Exercise directions:
Your answer is the lines from the one that has "of the sparse" through the last line of the records below, retyped exactly and alone.
-------
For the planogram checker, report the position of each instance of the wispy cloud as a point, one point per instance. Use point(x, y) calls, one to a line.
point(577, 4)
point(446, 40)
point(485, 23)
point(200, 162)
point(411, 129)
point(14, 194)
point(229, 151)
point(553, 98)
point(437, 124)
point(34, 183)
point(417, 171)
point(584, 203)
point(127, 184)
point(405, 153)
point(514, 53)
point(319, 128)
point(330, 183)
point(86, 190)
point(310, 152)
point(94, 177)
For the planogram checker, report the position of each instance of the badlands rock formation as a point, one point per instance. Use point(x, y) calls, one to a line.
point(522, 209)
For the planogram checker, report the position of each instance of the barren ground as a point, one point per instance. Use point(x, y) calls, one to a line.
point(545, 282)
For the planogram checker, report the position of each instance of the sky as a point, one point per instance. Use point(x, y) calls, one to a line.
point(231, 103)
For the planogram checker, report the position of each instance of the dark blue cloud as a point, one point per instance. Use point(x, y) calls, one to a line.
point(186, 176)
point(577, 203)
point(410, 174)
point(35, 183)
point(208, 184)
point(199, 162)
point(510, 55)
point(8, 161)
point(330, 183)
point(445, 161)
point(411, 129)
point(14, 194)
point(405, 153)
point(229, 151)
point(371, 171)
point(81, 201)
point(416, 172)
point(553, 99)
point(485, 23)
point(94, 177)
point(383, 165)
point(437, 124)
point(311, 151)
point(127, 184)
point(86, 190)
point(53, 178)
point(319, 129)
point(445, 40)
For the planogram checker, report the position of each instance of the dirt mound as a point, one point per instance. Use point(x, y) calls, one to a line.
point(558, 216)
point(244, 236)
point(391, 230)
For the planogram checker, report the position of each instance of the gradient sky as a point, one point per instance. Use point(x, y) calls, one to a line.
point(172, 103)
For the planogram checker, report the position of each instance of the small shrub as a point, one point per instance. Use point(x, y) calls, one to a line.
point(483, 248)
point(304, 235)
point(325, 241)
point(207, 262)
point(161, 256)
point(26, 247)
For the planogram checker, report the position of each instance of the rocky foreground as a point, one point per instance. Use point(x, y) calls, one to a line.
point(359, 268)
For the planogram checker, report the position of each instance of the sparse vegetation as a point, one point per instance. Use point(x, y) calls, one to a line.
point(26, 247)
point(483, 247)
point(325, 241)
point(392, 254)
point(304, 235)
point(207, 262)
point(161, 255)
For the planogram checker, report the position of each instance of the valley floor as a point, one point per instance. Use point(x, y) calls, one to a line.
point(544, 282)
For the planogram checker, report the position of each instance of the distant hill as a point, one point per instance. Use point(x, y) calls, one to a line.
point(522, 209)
-------
Exercise answer:
For the planogram checker, report the position of each instance of the sparse vegetation as a point, one point per instance. Use point(x, y) calls, one to a line.
point(26, 247)
point(483, 247)
point(325, 241)
point(392, 254)
point(304, 235)
point(207, 262)
point(161, 255)
For the planogram checker, report the position of each instance of the valley floor as a point, one point per instance. Use point(x, y) calls, one to a line.
point(544, 282)
For the planogram checker, report the position of each instance of the distant hill as a point, one point per instance. Use point(x, y) calls, one to a line.
point(522, 209)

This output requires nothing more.